Copy the records from the line containing "locate: skin texture" through the end of the records, swapping "result" for "output" and keeping everything else the same.
─── SUPPLIED MATERIAL
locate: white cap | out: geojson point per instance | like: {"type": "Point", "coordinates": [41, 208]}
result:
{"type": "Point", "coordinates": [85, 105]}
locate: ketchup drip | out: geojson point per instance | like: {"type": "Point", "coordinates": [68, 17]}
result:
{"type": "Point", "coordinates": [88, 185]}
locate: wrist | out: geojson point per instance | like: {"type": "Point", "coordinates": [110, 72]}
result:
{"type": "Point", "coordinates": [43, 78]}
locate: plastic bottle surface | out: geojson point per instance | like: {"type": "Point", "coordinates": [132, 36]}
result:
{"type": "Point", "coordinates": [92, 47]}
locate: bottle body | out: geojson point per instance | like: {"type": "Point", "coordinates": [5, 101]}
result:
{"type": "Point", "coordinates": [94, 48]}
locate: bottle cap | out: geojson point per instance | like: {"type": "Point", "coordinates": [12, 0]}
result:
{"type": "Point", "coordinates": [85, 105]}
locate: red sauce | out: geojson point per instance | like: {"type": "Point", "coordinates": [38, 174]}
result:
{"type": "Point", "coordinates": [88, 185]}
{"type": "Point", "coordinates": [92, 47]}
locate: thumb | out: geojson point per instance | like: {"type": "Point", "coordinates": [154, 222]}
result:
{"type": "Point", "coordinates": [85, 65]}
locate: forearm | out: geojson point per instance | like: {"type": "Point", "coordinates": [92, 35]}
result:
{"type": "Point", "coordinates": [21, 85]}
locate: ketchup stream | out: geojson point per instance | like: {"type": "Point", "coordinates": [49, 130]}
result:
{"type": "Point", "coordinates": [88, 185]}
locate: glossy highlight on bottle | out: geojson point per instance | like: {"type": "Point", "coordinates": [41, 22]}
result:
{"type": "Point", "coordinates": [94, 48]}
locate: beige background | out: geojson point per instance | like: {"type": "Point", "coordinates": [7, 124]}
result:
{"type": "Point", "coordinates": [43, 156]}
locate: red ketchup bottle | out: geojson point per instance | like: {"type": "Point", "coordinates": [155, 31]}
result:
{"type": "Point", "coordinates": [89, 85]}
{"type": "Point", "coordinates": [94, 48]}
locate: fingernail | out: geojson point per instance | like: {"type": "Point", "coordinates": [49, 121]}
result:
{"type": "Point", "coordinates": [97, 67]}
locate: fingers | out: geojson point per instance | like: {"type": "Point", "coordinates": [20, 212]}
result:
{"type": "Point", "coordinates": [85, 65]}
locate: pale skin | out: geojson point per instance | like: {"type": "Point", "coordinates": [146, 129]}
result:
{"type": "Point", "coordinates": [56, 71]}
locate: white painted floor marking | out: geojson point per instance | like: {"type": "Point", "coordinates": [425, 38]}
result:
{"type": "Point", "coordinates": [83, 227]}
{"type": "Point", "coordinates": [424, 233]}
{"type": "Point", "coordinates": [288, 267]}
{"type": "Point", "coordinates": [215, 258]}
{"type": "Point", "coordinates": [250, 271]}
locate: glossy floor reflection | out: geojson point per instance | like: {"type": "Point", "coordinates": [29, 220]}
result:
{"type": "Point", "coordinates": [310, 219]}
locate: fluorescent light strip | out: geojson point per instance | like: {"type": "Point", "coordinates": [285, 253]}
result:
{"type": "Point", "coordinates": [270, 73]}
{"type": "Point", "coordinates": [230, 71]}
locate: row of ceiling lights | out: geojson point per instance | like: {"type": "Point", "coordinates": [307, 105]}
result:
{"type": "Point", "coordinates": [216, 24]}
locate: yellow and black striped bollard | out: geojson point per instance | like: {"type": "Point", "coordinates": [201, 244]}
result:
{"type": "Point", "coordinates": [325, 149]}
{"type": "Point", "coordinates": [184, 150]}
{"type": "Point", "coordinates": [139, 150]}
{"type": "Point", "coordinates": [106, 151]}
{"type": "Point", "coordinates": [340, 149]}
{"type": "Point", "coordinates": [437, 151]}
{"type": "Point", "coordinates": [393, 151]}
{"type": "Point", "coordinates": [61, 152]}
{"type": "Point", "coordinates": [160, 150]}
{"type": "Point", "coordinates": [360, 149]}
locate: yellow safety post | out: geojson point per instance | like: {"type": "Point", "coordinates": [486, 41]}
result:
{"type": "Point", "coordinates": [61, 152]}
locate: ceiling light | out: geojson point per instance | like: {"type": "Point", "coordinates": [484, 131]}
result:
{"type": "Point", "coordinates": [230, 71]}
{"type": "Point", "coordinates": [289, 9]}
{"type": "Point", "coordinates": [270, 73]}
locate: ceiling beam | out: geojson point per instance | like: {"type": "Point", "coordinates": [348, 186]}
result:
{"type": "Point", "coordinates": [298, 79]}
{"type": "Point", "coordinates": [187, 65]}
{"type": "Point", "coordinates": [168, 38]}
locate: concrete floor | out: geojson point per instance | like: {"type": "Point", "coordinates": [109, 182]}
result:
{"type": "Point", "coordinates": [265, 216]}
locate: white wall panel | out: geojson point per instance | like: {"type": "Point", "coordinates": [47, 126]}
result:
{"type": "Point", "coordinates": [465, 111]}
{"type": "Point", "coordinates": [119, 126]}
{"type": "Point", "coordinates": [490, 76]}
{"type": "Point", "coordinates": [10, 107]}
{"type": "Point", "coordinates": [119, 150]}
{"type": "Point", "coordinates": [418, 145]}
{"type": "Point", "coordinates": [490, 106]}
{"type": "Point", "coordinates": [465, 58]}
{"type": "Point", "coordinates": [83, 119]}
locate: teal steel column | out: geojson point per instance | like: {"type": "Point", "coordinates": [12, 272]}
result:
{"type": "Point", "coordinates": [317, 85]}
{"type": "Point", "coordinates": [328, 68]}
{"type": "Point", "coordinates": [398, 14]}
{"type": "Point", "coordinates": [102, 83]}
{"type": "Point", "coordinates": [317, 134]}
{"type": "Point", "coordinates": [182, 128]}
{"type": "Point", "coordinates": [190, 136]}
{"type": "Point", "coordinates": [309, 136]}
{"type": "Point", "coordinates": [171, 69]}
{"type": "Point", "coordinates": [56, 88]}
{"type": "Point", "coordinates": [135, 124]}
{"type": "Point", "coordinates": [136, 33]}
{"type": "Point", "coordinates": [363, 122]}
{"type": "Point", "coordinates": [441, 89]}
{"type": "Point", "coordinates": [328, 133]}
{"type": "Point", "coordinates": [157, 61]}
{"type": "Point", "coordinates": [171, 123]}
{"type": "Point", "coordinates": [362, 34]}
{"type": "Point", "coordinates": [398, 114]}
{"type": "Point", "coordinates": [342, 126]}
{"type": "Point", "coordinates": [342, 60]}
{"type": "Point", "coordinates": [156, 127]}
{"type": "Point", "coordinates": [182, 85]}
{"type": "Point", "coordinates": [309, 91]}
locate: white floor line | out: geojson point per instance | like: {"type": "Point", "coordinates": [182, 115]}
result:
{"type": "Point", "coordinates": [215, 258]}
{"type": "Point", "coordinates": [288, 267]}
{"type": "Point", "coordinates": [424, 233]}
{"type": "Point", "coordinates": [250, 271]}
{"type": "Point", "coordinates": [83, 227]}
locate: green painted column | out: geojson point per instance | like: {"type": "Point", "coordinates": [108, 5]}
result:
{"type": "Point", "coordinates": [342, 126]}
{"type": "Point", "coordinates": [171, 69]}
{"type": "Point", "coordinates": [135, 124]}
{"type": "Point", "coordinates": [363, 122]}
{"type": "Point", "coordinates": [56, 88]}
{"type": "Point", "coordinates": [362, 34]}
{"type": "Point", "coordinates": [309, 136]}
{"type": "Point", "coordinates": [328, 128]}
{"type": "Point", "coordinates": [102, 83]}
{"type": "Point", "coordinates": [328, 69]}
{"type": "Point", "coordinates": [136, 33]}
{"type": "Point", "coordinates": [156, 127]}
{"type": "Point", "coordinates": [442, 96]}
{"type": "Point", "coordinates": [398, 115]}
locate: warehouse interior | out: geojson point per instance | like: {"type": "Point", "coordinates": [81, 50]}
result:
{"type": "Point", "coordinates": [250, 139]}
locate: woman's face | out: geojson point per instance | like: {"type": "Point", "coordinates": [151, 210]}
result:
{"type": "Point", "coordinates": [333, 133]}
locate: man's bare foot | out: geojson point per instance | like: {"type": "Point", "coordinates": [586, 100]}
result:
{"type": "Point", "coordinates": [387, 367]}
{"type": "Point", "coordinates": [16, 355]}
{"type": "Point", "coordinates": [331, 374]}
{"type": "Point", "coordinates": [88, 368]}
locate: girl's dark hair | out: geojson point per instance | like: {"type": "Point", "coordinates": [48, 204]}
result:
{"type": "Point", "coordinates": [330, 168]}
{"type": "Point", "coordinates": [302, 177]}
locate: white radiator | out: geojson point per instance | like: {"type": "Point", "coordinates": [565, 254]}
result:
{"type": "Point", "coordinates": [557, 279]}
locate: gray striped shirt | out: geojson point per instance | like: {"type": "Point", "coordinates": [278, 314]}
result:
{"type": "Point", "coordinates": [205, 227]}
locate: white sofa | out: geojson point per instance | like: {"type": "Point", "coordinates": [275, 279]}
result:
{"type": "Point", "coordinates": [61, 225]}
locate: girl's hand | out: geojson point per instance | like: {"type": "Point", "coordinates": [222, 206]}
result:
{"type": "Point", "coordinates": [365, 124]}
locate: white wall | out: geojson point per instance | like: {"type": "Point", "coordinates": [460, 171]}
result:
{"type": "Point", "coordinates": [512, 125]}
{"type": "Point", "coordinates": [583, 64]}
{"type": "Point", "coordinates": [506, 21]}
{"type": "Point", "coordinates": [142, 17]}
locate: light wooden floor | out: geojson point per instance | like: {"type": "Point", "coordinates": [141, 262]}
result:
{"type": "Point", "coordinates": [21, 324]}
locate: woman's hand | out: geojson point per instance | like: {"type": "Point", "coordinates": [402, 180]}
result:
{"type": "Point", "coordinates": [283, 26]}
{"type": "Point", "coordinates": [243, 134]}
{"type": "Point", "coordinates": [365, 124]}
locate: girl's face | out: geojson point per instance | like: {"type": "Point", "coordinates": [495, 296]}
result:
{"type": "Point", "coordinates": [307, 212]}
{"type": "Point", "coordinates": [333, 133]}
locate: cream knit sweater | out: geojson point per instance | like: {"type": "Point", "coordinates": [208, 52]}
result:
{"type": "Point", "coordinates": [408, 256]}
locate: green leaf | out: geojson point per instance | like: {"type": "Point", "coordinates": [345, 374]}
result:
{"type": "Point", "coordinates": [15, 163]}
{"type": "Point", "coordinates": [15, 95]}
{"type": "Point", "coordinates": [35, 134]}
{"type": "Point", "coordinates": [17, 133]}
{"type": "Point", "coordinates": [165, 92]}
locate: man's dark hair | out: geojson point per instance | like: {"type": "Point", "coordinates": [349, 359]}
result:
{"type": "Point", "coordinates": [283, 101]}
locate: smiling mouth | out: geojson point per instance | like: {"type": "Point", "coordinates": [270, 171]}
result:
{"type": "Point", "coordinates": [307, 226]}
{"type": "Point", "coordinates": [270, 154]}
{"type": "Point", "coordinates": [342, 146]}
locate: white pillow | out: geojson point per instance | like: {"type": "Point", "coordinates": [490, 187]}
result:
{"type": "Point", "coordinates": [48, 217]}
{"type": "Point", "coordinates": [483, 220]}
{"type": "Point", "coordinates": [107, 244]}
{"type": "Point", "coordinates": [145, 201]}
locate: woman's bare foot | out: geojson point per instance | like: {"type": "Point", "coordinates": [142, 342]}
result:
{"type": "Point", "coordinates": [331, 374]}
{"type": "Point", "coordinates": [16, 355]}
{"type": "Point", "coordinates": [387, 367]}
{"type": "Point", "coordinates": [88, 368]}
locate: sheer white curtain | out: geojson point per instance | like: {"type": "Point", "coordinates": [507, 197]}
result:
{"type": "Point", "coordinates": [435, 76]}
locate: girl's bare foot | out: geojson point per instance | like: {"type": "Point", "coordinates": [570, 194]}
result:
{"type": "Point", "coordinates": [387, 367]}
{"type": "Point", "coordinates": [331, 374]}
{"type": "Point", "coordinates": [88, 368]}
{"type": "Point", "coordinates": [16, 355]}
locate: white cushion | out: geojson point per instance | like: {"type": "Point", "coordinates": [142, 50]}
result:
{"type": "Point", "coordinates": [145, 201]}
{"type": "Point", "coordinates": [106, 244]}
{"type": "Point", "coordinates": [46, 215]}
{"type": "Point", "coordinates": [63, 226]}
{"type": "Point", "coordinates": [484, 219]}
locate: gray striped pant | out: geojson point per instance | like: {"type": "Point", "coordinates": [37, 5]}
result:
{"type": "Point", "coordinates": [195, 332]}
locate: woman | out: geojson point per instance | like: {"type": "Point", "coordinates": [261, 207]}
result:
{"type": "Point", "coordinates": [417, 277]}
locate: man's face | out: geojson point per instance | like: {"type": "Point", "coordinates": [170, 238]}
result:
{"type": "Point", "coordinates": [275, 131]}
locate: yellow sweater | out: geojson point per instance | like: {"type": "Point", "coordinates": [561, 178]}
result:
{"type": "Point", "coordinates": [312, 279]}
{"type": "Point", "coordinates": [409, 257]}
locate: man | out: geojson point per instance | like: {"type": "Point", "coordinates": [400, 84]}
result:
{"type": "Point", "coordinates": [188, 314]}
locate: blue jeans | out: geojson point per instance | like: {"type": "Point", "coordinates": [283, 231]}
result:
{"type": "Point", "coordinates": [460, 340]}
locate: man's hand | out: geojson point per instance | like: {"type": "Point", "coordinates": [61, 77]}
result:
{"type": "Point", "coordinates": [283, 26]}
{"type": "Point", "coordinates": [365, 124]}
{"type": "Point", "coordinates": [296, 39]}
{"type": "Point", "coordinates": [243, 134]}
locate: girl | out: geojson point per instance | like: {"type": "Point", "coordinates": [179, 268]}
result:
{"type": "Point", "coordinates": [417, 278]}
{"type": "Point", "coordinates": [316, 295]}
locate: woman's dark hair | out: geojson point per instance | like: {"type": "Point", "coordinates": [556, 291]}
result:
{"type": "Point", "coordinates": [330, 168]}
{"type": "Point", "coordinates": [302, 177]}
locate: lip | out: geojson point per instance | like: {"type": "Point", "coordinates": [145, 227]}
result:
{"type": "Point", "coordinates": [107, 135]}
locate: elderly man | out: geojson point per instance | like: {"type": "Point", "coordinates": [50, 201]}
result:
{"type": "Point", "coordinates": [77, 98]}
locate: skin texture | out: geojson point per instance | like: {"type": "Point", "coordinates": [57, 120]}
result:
──────
**RESULT FOR THIS TASK**
locate: skin texture | out: geojson point per instance | like: {"type": "Point", "coordinates": [57, 120]}
output:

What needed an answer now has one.